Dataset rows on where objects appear

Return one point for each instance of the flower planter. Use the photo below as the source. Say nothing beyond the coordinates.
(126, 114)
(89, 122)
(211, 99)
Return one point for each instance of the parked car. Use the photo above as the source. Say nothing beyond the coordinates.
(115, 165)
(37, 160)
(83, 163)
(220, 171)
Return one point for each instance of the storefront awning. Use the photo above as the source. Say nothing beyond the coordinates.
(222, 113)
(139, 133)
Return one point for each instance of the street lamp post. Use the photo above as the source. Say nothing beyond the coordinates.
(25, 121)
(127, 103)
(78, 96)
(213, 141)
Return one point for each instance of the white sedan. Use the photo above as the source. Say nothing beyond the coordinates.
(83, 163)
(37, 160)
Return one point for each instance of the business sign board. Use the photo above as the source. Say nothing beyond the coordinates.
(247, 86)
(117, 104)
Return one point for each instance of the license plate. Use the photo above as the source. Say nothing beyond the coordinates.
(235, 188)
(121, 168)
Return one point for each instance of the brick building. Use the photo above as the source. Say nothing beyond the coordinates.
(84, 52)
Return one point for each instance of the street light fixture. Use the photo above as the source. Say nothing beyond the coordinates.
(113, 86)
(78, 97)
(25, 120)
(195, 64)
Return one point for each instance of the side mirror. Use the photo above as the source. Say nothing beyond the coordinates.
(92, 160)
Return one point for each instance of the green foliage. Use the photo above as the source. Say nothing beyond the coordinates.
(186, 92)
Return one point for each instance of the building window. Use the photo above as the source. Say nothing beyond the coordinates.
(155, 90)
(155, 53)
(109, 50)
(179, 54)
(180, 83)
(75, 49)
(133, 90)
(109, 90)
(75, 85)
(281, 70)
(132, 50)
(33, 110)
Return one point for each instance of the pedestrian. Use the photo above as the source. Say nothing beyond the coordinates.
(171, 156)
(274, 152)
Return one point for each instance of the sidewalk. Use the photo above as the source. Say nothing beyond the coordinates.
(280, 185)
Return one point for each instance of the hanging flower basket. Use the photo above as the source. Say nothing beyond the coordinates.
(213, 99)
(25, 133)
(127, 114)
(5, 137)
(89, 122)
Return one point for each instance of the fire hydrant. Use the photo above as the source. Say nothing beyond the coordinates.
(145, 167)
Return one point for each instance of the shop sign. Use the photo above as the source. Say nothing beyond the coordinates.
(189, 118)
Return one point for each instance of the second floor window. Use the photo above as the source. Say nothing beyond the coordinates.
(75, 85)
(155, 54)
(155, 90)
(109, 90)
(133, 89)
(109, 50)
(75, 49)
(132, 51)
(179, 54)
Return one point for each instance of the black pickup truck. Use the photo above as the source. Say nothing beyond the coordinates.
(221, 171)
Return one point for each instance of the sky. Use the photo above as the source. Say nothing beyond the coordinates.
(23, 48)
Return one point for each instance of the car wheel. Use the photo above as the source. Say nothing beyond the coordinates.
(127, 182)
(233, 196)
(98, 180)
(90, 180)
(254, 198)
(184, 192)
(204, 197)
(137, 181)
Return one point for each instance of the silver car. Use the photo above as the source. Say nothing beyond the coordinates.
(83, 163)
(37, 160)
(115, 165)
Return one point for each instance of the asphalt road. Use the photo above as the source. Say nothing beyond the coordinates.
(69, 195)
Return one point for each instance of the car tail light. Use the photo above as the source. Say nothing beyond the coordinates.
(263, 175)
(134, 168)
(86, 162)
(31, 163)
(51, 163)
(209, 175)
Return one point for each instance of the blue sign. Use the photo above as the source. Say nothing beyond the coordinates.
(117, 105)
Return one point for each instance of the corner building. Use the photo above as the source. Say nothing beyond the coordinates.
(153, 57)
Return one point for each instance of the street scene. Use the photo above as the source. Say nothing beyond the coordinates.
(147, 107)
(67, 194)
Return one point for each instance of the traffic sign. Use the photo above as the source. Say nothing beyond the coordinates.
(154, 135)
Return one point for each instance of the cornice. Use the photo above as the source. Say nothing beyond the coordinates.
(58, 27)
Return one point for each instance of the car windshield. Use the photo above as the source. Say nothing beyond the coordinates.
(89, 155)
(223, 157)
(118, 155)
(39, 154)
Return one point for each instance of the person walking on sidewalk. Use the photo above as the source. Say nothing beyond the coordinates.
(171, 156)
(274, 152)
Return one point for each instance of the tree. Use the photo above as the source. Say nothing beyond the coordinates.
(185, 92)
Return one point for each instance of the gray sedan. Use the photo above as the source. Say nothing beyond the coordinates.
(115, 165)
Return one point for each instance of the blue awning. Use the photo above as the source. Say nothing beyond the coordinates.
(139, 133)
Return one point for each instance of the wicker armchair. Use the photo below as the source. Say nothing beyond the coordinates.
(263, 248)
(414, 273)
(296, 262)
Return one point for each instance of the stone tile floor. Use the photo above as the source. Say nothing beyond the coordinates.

YOUR GOAL
Please rewrite the data above, changing each "Return one point" to "Mark one point" and leaving everything else as it is.

EXERCISE RESULT
Mark one point for each instance of the flower planter. Use the photo below as the source. Say nothing beyond the coordinates.
(126, 114)
(89, 122)
(211, 99)
Mark one point for each instance of the parked car. Use the photo above as the source. Say nothing beyond the coordinates.
(115, 165)
(37, 160)
(83, 163)
(220, 171)
Mark one point for each instance of the storefront awning. Use the photo above as the source. Say nothing beyond the coordinates.
(222, 113)
(139, 133)
Mark one point for each instance of the street lamp post. Use the photo above as the source. Say nothing beyond the coordinates.
(25, 121)
(127, 103)
(78, 96)
(213, 141)
Mark one point for each instance of the white sedan. Use the photo above as the source. Say nothing beyond the coordinates.
(83, 163)
(37, 160)
Mark one point for each instance of the business sign board. Use the photo above as the source. Say nothing beyond the coordinates.
(247, 86)
(117, 104)
Mark one point for each instance of the license plate. Use the photo above as the source. Say nothing beyond the coordinates.
(235, 188)
(121, 168)
Mark one point for each instance of the brick building. Use the photo above as the source. Say nothing beyond the coordinates.
(84, 52)
Mark one point for each instance of the street light fixture. Use the photo above as the source. Say nothing beyond the coordinates.
(113, 86)
(78, 97)
(25, 120)
(195, 64)
Mark one point for each instance of the side mirror. Use the photo above as the source. Say nothing beyond the coordinates.
(92, 160)
Mark one point for each instance of the green foliage. Use the photo above as the source. Say nothing beyond the coordinates.
(186, 92)
Mark one point for each instance of the building window. Use the photo above as the source. Say nothing beyond the coordinates.
(155, 90)
(155, 53)
(109, 50)
(179, 54)
(180, 83)
(75, 49)
(133, 90)
(109, 90)
(75, 85)
(281, 70)
(132, 50)
(33, 110)
Mark one point for each instance of the pedestrian. Use the photo above as the source. Say nothing beyond the coordinates.
(171, 156)
(274, 152)
Mark one point for each instance of the sidewalk. Use the photo above as the source. Say nothing beyond the coordinates.
(280, 185)
Mark one point for each instance of the hanging flower basket. Use the photo above as the source. Say nothing beyond the coordinates.
(213, 99)
(25, 133)
(127, 114)
(5, 137)
(89, 122)
Mark one point for each instance of the fire hydrant. Use the photo above as the source. Say nothing beyond the coordinates.
(145, 167)
Mark one point for each instance of the shop sign. Use the photo above as the source. Say nothing beyond the coordinates.
(189, 118)
Mark one point for each instance of the second floor window. Use the photo above as the source. Say nothing beyond the coordinates.
(75, 85)
(155, 54)
(155, 90)
(109, 90)
(133, 89)
(109, 50)
(75, 49)
(132, 51)
(179, 54)
Mark one point for each instance of the black pickup truck. Use the photo above as the source. Say nothing beyond the coordinates.
(221, 171)
Mark one point for each instance of the sky. Use the photo above as the source. Say nothing beyond the coordinates.
(23, 48)
Mark one point for each instance of the car wheel. Use the photo above as the source. Say nothing beyond the coordinates.
(127, 182)
(233, 196)
(98, 180)
(90, 180)
(254, 198)
(184, 192)
(204, 197)
(137, 181)
Mark one point for each instance of the silver car. Use the photo above as the source. Say nothing beyond the coordinates.
(83, 163)
(37, 160)
(115, 165)
Mark one point for each instance of the asphalt road. Use the photo above as the source. Say nothing beyond the coordinates.
(69, 195)
Mark one point for each instance of the car tail light. Use the photo above as the source. Say nothing beyond the coordinates.
(263, 175)
(134, 168)
(86, 162)
(31, 163)
(51, 163)
(209, 175)
Mark one point for each instance of the blue sign. Use the photo above as the source. Say nothing beyond the coordinates.
(117, 105)
Mark one point for each instance of the corner building. Use the photo above as the source. Say nothing beyond the coordinates.
(153, 57)
Mark one point for each instance of the street scene. Use the photo above as the source. Say nothing beyond the coordinates.
(147, 107)
(67, 194)
Mark one point for each instance of the traffic sign. Use the photo above as the source. Say nothing beyond the coordinates.
(154, 135)
Mark one point for each instance of the cornice. Use the photo above as the source. Say nothing beyond the coordinates.
(58, 27)
Mark one point for each instance of the car windshield. Use the photo above as the source. Say nothing beyond the coordinates.
(89, 155)
(223, 157)
(118, 155)
(39, 154)
Mark one point for each instance of the person walking on sidewalk. Use the photo above as the source. Say nothing beyond the coordinates.
(171, 156)
(274, 152)
Mark one point for each instance of the tree. Use the photo above as the source. Say nothing beyond the coordinates.
(185, 92)
Mark one point for each instance of the gray sedan. Use the photo above as the source. Say nothing beyond the coordinates.
(115, 165)
Mark one point for each instance of the blue awning. Use the photo above as the source. Say nothing beyond the coordinates.
(139, 133)
Mark one point for each instance of the wicker armchair. Use the photo below as the source. Say nothing beyond the coordinates.
(263, 248)
(414, 273)
(296, 262)
Mark one point for each instance of the stone tile floor. Use the photo above as the source. Say nothing beyond the coordinates.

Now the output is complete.